**About this exercise:**
Repeat all of the data word for word so that only the pictures are missing from the copy.

* * * * * * *

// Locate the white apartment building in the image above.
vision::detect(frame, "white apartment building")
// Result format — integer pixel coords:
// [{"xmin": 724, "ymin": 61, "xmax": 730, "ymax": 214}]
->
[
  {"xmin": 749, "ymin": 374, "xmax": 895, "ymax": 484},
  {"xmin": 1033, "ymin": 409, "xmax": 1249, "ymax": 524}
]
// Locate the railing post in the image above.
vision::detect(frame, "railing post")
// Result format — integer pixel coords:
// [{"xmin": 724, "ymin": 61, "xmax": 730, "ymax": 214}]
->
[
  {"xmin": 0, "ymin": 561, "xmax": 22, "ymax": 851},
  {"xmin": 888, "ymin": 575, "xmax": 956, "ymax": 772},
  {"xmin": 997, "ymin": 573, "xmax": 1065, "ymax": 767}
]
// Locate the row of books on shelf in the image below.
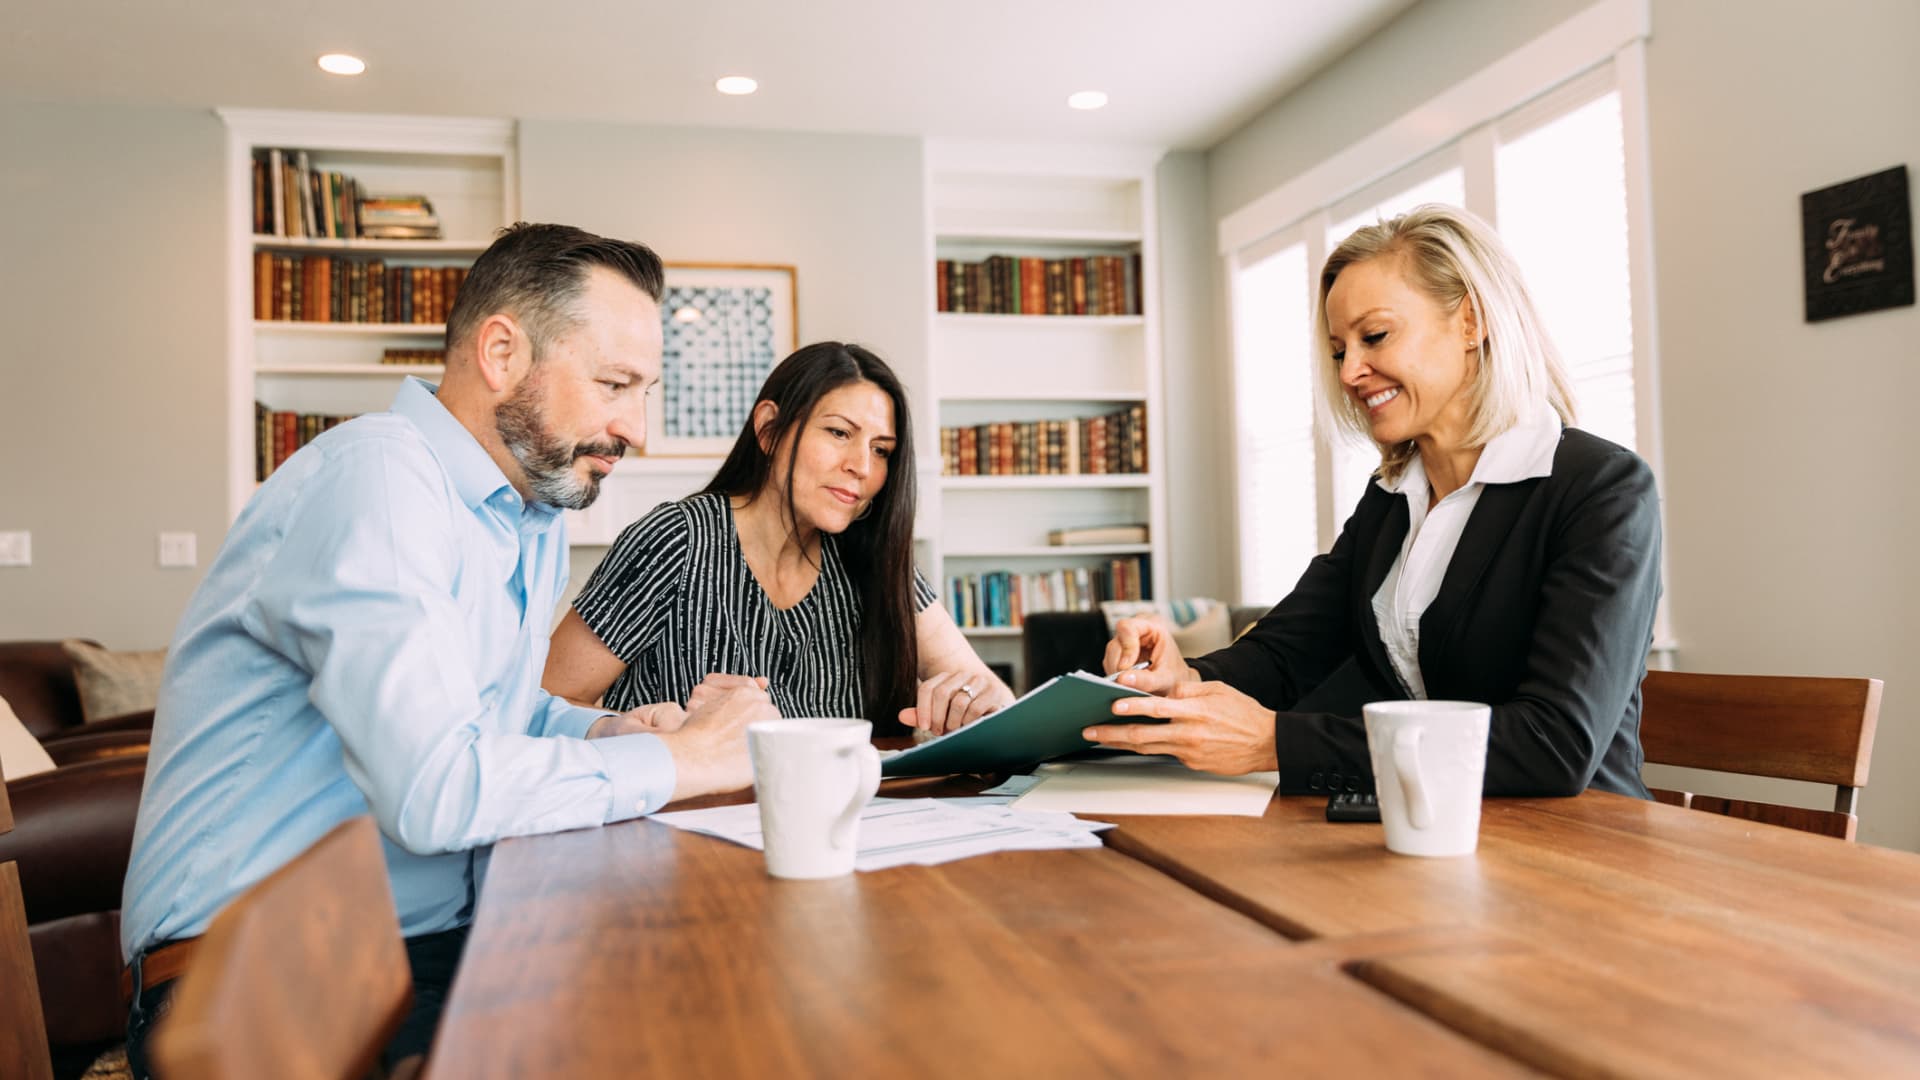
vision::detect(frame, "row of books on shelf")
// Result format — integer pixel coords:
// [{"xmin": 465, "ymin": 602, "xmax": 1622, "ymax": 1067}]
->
[
  {"xmin": 381, "ymin": 348, "xmax": 448, "ymax": 366},
  {"xmin": 251, "ymin": 149, "xmax": 443, "ymax": 240},
  {"xmin": 935, "ymin": 254, "xmax": 1141, "ymax": 316},
  {"xmin": 941, "ymin": 405, "xmax": 1147, "ymax": 476},
  {"xmin": 253, "ymin": 253, "xmax": 466, "ymax": 325},
  {"xmin": 255, "ymin": 403, "xmax": 355, "ymax": 480},
  {"xmin": 946, "ymin": 559, "xmax": 1150, "ymax": 629}
]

* * * * * * *

**Problem solution:**
// Locate the white apartment building in the image above.
vision::detect(frame, "white apartment building")
// Result format — integer pixel coords:
// [{"xmin": 724, "ymin": 61, "xmax": 730, "ymax": 214}]
->
[
  {"xmin": 749, "ymin": 374, "xmax": 895, "ymax": 484},
  {"xmin": 1033, "ymin": 409, "xmax": 1249, "ymax": 524}
]
// Locate the railing post in the image above.
vision::detect(frame, "railing post")
// Result format — integer pixel coords:
// [{"xmin": 724, "ymin": 61, "xmax": 730, "ymax": 214}]
->
[
  {"xmin": 0, "ymin": 561, "xmax": 22, "ymax": 851},
  {"xmin": 888, "ymin": 575, "xmax": 956, "ymax": 772},
  {"xmin": 997, "ymin": 573, "xmax": 1065, "ymax": 767}
]
// Locate the row of books on shelf in the image below.
vision::detect(frame, "row of books on shelf")
// Result format — integer pixel coords:
// [{"xmin": 465, "ymin": 602, "xmax": 1622, "ymax": 1067}]
->
[
  {"xmin": 381, "ymin": 348, "xmax": 448, "ymax": 366},
  {"xmin": 251, "ymin": 149, "xmax": 443, "ymax": 240},
  {"xmin": 935, "ymin": 254, "xmax": 1141, "ymax": 316},
  {"xmin": 941, "ymin": 405, "xmax": 1147, "ymax": 476},
  {"xmin": 253, "ymin": 253, "xmax": 466, "ymax": 325},
  {"xmin": 255, "ymin": 403, "xmax": 355, "ymax": 480},
  {"xmin": 946, "ymin": 559, "xmax": 1150, "ymax": 629}
]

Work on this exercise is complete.